Work to do
Copy everything in the passage below from "After all, if" down to "am I, then?", word for word.

Passage

◇ ◇ ◇ ◇ ◇

After all, if I don’t steer my own engagements, who am I engaging for? Or more importantly, why am I here if not to be wholly myself? If I’m not myself, who am I, then?

I’ll tell you who I am, at least for this minute, today. I’ve been turning over everything in my apartment, looking for a receipt for a flight I made from Hancock County Airport back in June. Books are being audited, and I’m accountable for that invoice. I’ve looked at every scrap of paper in the place, cluttering the floor and my table with useless bits of paper, the residue of living my life over the course of several months. Ransacking my personal space, without success. One aspect of my situation just now is that I live amid clutter, which I confront in just lifting my eyes from the cursor on my computer screen.

Another aspect is I’m trying to learn not to get angry and take my frustrations out on others who I convert into victims in order to defend myself from blame. When I can’t engage a project as I wish, I sometimes get exasperated and blow up, throw a tantrum, rant and rage—instead of calmly saying, “Houston, we have a problem,” then going about fixing that particular problem. “Take no hostages” may be good advice, but not if it means abusing those around me. Better, I try to treat everyone with kindness and respect, and ask them for help in dealing with the upsetting situations I frequently get myself into. As I asked the clerk when I found my post office box so stuffed with papers, letters, catalogues, magazines, that I had no choice but to rip great gashes in them in pulling them out of the box past the hinges of the open door. I waited in line at the desk, wondering how I could put it so the clerk could hear me. “I’m going to tell you something you already know,” I would begin, “but when my mailbox is stuffed, I can’t get at my mail without shredding it,” would that work? When I got the clerk’s attention, that’s basically what I said. And we ended up laughing together at the image of me tugging on my mail, turning it into sauerkraut, steam gushing from my eye sockets. The essential thing is that he got the message.

◇ ◇ ◇ ◇ ◇

Available data

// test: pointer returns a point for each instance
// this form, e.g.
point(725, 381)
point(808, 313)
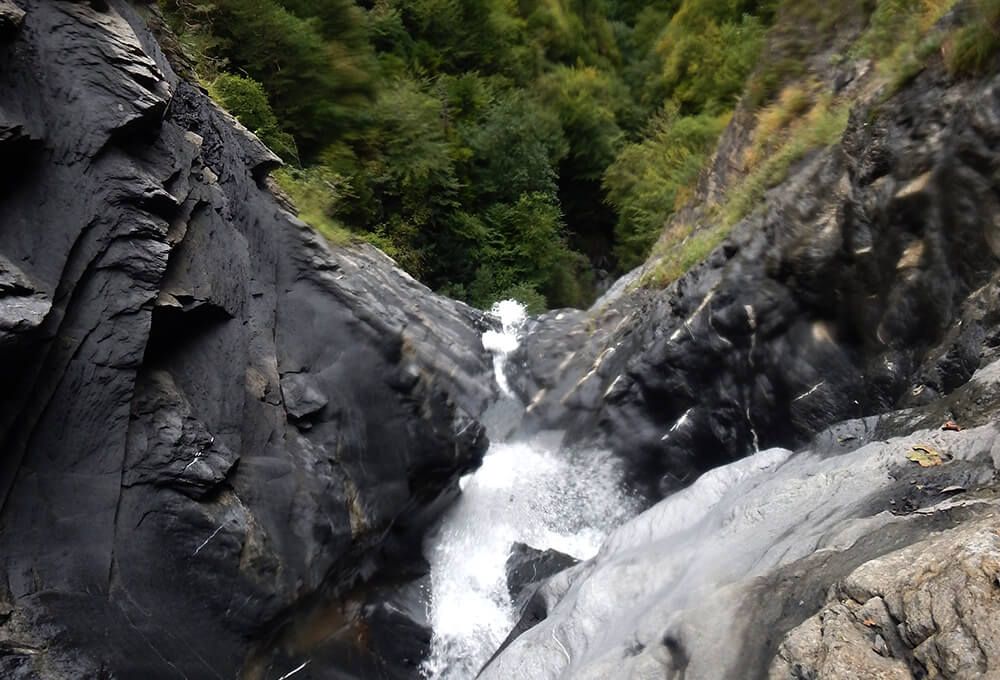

◇ ◇ ◇ ◇ ◇

Worked solution
After all, if I don’t steer my own engagements, who am I engaging for? Or more importantly, why am I here if not to be wholly myself? If I’m not myself, who am I, then?